**WHAT THE TASK ASKS:** Could you give the items below again, swapping each "dark" for "shadowed" and leaving everything else unchanged?

**INPUT FOR THIS TASK:**
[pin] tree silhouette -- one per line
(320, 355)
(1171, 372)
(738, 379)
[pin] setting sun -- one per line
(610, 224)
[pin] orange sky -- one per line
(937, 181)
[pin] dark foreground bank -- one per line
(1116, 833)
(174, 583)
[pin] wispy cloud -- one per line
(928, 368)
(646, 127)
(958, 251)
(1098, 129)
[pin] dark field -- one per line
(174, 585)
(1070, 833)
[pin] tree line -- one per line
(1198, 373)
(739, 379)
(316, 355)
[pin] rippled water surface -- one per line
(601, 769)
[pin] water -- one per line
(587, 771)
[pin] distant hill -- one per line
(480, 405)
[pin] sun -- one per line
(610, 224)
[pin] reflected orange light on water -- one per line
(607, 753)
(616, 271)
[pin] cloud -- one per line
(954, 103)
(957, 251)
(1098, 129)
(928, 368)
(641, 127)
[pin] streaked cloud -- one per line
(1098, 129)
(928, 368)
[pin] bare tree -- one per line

**TASK OUTPUT:**
[pin] tree silhouette -- one per line
(320, 355)
(1171, 372)
(738, 379)
[pin] setting sun -- one per line
(610, 224)
[pin] orange sky -- one per line
(937, 181)
[pin] shadowed foreground bank -- one per line
(1116, 833)
(174, 583)
[pin] wispy cloud -- one per line
(928, 368)
(646, 127)
(958, 251)
(1098, 129)
[pin] shadowed field -- one per line
(174, 585)
(1070, 833)
[pin] tree line -- one per line
(1198, 373)
(739, 379)
(316, 355)
[pin] rippled water surface -- one per line
(601, 769)
[pin] water -- one per line
(587, 771)
[pin] distant hill -- one per line
(480, 405)
[pin] sun -- one per line
(610, 224)
[pin] reflected orange light on water -- one per line
(607, 753)
(616, 271)
[pin] cloud -- one per line
(954, 103)
(957, 251)
(1098, 129)
(928, 368)
(641, 127)
[pin] streaked cloud -- one per line
(1098, 129)
(928, 368)
[pin] bare tree -- one per line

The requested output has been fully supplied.